SET TASK: Copy every line of the items below, from the line containing "of the white" down through the line containing "<point>208,392</point>", including both of those lines. Increase each point coordinate in the answers by 146, keep all other text unchanged, and leave the pictures out.

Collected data
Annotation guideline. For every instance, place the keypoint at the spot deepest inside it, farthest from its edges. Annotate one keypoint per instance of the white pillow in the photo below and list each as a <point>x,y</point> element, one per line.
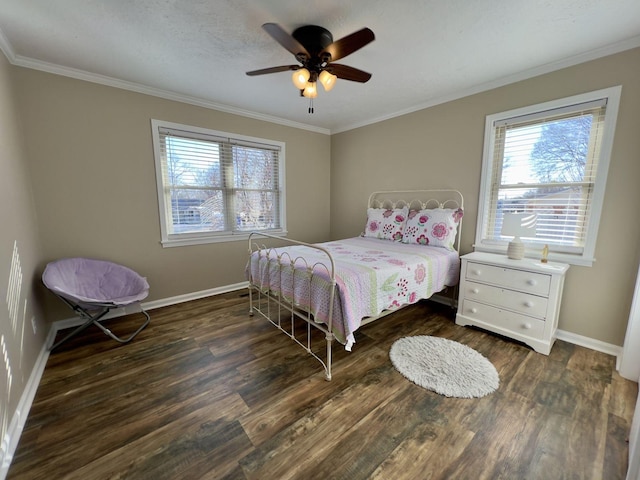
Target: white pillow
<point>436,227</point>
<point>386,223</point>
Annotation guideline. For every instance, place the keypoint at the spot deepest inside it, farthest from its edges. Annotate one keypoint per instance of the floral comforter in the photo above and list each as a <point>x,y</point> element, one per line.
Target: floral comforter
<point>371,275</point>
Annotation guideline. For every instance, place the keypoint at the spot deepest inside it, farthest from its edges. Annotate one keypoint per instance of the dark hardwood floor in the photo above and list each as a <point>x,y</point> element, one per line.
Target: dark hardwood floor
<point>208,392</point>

* * *

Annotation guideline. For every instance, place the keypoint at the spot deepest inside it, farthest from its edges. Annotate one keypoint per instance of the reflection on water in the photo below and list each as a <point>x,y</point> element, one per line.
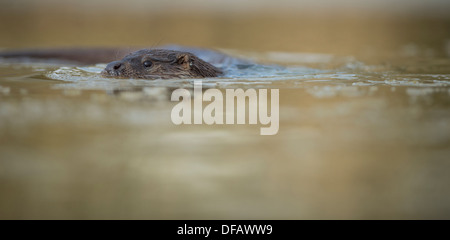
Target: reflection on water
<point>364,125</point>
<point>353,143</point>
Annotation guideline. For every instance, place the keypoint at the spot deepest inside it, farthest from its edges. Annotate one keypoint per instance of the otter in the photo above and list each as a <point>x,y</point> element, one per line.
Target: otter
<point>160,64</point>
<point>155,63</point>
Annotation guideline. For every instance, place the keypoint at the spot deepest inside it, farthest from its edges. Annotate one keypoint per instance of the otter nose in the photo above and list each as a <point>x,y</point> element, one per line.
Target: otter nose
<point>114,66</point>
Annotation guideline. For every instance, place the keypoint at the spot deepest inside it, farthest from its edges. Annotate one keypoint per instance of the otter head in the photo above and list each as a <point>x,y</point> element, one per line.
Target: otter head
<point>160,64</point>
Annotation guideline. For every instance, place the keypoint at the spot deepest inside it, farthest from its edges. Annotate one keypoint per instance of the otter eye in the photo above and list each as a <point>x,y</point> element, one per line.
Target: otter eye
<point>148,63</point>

REPLY:
Annotation guideline. For every instance, place the keypoint at the spot deepest inside it, farthest from its edges. Annotate one keypoint per instance of the white pillow in the photo below and list each as a <point>x,y</point> element, one per line.
Target: white pillow
<point>582,373</point>
<point>532,369</point>
Annotation guideline. For every instance, place the keypoint at the spot deepest inside it, farthest from its edges. Annotate one keypoint per instance of the floral comforter in the photo above and list each as a <point>x,y</point> element, one per line.
Target: floral comforter
<point>517,421</point>
Annotation guideline. For every instance, place the keypoint at the spot deepest inside it, farthest from its edges. Annotate one keypoint per instance of the dark hardwood floor in the photo above and list each as a <point>x,y</point> element, one per line.
Target: dark hardwood floor
<point>354,538</point>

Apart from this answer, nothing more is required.